An Inheritance is a Terrible Thing to Waste– Treat it Responsibly, Leave No Regrets

By Laura Webb, founder and CEO of Webb Investment Services, Inc

The number of people who receive an Inheritance in the U.S. may surprise you. According to a study by the Federal Reserve Bank of Cleveland, only 8% of Americans get an inheritance of any kind — and less than 2% of those will get $100,000 or more.[1]

To Everything, There is a Season

A time to reap, a time to sow, a time to be born, a time to die.

People express grief or their profound sense of loss in different ways. There is no one accepted way to grieve the loss of a spouse or a loved one.

A recently widowed woman responds to the loss of her husband of 70 years by immediately disposing of his clothing and other effects and doing so frantically, as if in a hurry to wash away all physical traces of his existence. Some parents who lose a young child preserve his or her memory by keeping the child’s bedroom as it was, making it like a shrine.

Trained counselors in the field of grief therapy collectively recommend to let grief run its course through the help of a support team before moving on to other important life decisions.

The inheritance challenge then becomes how to form a plan that will lead to no future regrets or remorse over how the money was spent.

Most financial advisory experts suggest that beneficiaries of an inheritance call a time-out and wait several weeks or months to consider where spending and investing an inheritance will bring the most benefit.

One commonly endorsed caution is to resist the temptation to immediately start spending money carelessly at the cost of sacrificing longer-term goals. Know that your inheritance, when it arrives, is typically not going anywhere until you decide to put it to work, or in motion for you. Take the time to develop a plan in concert with a trusted financial advisor and even an accountant.

In the meantime, beneficiaries are usually best served by placing their money in a safe, interest-bearing savings account that can be accessed easily. We’ve all heard stories about how quickly wealth can be squandered by recklessly spending for the short-term satisfaction of unnecessary material possessions, such as cars, boats or other luxuries.

Pause and Reflect

Ask yourself these simple questions:

  1. What are your broader financial goals?

With an inheritance, especially from someone who thought highly enough of you to include you as a beneficiary, now would be a good time to consider setting aside a portion of these funds to invest for the long-term.

  • Are you prepared to manage an emergency expense?

One unfortunate consequence of the wealth gap in the U.S. and elsewhere is that a surprising number of people are poorly prepared to manage an unexpected expense such as a home or car repair. In 2020, about 61% of American households said they would pay for an unexpected $400 expense with cash, savings or a credit card, the Federal Reserve found. About 12% said they would not be able to cover the expense at all.[2] That’s why it’s important to maintain an emergency fund when the inevitable sudden expense occurs. Experts advise to use a portion of an inheritance, such as three to six months’ salary, to mitigate such an obligation that’s just waiting to occur.[3]

  • Do you have obligations to repay any significant debts?

High-interest debt especially is an obstacle to be eliminated as soon as possible. Addressing outstanding debts when you have the opportunity carries the benefits of relieving unhealthy financial stress. An inheritance can be a useful tool to address monthly obligations that hinder progress towards realizing your longer-term financial goals.

  • Are you set up for a successful and comfortable retirement?

- _DATASET ENTRIES_
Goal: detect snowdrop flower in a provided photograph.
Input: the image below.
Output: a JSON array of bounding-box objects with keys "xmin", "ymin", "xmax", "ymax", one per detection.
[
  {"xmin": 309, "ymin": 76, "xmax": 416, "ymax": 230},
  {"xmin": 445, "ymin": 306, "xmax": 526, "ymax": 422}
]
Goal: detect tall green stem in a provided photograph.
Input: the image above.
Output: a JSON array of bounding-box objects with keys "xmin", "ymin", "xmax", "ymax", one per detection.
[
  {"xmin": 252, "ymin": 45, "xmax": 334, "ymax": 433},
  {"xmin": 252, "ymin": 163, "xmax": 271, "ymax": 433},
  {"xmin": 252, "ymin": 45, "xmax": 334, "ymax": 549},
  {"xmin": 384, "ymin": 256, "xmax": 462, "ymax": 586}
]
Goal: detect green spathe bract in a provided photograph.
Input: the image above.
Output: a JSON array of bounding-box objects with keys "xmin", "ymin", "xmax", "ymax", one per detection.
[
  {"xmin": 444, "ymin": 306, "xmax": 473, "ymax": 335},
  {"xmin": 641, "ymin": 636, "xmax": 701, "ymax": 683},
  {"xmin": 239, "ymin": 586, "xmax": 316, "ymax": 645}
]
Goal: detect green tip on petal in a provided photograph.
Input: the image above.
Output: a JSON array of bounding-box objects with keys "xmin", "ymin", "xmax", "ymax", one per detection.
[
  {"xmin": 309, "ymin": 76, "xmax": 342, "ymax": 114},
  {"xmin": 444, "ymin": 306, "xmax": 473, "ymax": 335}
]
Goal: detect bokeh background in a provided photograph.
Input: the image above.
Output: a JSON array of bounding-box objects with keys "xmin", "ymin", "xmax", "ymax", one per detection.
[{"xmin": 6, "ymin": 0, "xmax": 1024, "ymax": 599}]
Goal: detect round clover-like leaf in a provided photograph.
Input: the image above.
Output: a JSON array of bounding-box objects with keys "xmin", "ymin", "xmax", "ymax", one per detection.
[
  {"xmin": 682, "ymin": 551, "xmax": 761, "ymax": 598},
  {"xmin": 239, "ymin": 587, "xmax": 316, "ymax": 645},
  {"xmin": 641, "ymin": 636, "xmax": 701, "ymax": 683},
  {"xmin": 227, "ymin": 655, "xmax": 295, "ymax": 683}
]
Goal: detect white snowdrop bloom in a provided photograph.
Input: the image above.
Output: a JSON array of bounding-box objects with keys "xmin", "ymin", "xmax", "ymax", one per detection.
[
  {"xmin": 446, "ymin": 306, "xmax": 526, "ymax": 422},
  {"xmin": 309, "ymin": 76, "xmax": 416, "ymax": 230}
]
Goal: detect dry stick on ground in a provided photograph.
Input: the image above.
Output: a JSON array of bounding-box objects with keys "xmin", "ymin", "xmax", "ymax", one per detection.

- _SET OF TASKS_
- a) In the article on handling an inheritance, how much of an inheritance do experts advise using for an emergency fund?
- b) Pick up the article on handling an inheritance after its last line and keep writing it.

- _ANSWERS FOR THE EXERCISE_
- a) Three to six months' salary.

- b)
Typically, people in their thirties, forties and even fifties barely give retirement a thought until they realize they waited too long to prepare for it. You generally need a retirement plan well in advance of the inevitable end of your wage-earning years to avoid the pressure of having to work longer than you wanted. An inheritance could open up the opportunity to direct money to investments that work to prepare you for a comfortable retirement

  • Can you afford to splurge a little?

It’s only human nature to want to treat yourself to a small indulgence when you experience the windfall of an inheritance. After satisfying other more pressing matters, a wonderful way to honor the loved one who left you an inheritance is by fulfilling a dream in their honor. Just bear in mind the adage of moderation in all things.

Build Your Dream Team of Professional Advisors

I advise my current and potential clients who have received or expect an inheritance in the future to build a support team that includes a Certified Financial Planner™ professional in addition to a certified public accountant. The sooner one assembles such a team, the sooner each advisor can get to know your unique situation and how to tailor strategies for responsible money management.

The more you know about how to manage sudden wealth, the better prepared and comfortable you’ll be with your team and the safety of your money.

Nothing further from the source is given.